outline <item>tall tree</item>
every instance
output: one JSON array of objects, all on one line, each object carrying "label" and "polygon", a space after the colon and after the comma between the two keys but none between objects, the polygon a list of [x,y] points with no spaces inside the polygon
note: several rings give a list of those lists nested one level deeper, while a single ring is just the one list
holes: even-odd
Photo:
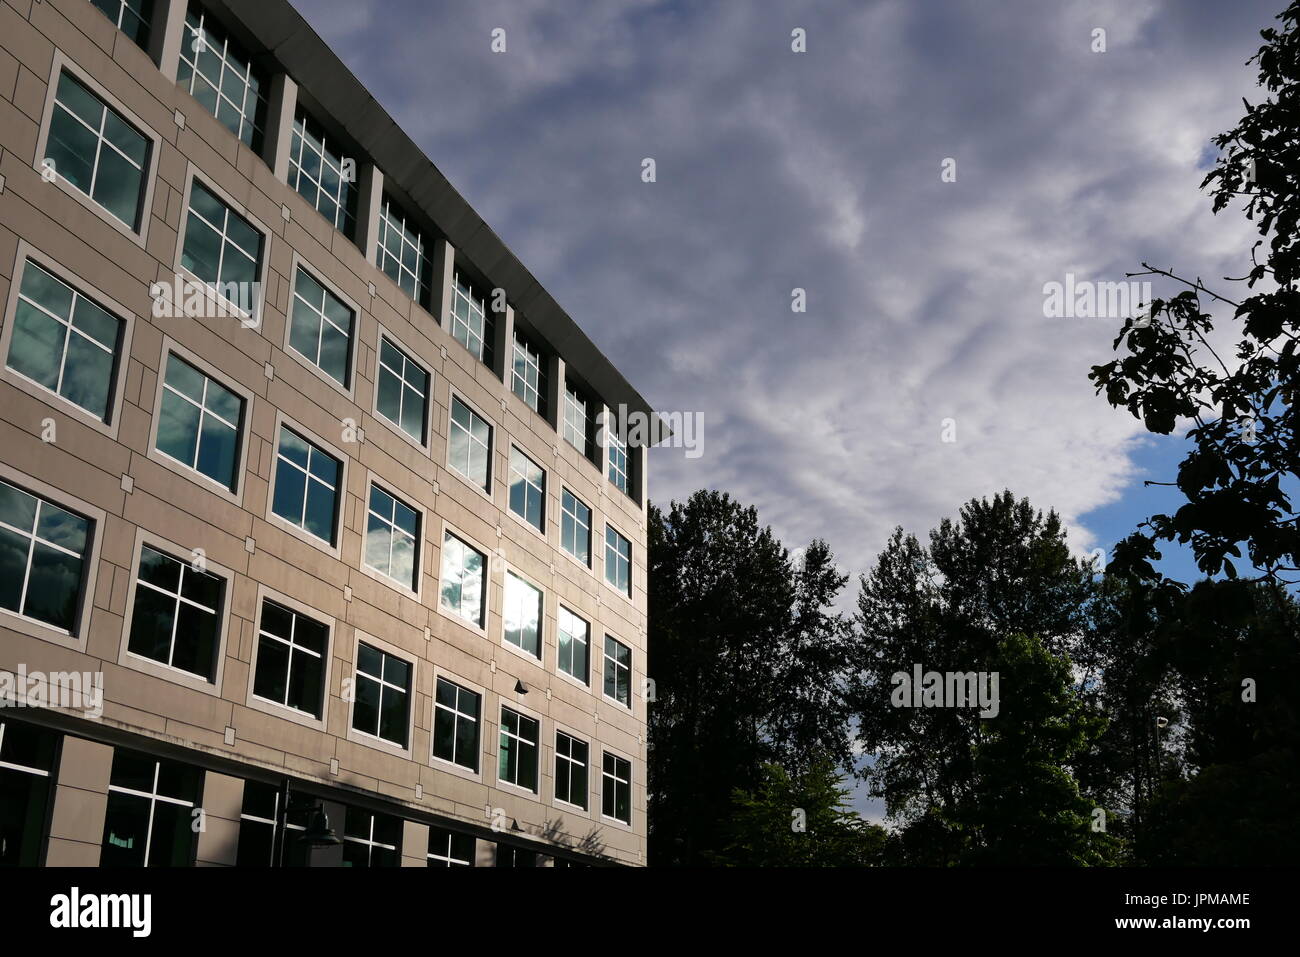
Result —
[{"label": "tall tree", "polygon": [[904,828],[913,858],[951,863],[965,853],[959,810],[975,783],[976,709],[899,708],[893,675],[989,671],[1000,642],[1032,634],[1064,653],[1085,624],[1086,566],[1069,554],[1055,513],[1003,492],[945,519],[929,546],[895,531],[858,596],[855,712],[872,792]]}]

* * *

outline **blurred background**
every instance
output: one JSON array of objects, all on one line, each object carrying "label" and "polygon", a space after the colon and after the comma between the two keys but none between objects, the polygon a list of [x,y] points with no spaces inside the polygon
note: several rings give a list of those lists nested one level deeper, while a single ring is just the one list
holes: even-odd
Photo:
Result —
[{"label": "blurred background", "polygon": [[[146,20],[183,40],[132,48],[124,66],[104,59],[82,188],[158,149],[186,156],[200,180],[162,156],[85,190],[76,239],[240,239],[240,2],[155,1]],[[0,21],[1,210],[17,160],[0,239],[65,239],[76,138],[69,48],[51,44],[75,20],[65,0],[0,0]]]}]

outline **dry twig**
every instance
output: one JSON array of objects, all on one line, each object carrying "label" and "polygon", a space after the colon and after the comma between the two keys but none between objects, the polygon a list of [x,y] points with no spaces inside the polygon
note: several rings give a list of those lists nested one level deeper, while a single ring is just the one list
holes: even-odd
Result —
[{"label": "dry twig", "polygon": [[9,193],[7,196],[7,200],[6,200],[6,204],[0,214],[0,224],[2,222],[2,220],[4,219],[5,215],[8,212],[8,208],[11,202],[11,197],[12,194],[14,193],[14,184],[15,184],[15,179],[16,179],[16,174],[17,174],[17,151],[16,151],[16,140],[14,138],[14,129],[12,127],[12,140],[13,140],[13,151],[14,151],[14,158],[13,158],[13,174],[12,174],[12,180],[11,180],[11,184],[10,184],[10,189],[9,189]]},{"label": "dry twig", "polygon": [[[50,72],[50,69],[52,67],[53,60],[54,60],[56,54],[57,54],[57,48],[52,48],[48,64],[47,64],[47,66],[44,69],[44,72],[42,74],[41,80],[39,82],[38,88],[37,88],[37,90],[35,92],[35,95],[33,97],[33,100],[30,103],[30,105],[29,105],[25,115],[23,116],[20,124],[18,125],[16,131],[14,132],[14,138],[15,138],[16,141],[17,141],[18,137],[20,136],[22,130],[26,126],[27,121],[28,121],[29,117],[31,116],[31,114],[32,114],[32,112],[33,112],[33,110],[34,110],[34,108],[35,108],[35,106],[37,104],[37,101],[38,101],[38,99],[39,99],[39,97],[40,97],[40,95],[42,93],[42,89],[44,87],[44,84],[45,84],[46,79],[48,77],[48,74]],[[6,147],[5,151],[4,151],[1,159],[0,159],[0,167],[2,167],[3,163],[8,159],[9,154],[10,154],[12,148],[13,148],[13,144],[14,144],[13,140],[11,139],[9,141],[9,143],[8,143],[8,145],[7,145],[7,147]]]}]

◆ **PROBLEM DESCRIPTION**
Each line of the material that contains the string "outline" has to be copied out.

◆ **ANSWER TO THIS TASK**
outline <item>tall tree</item>
outline **blurred background**
outline **dry twig**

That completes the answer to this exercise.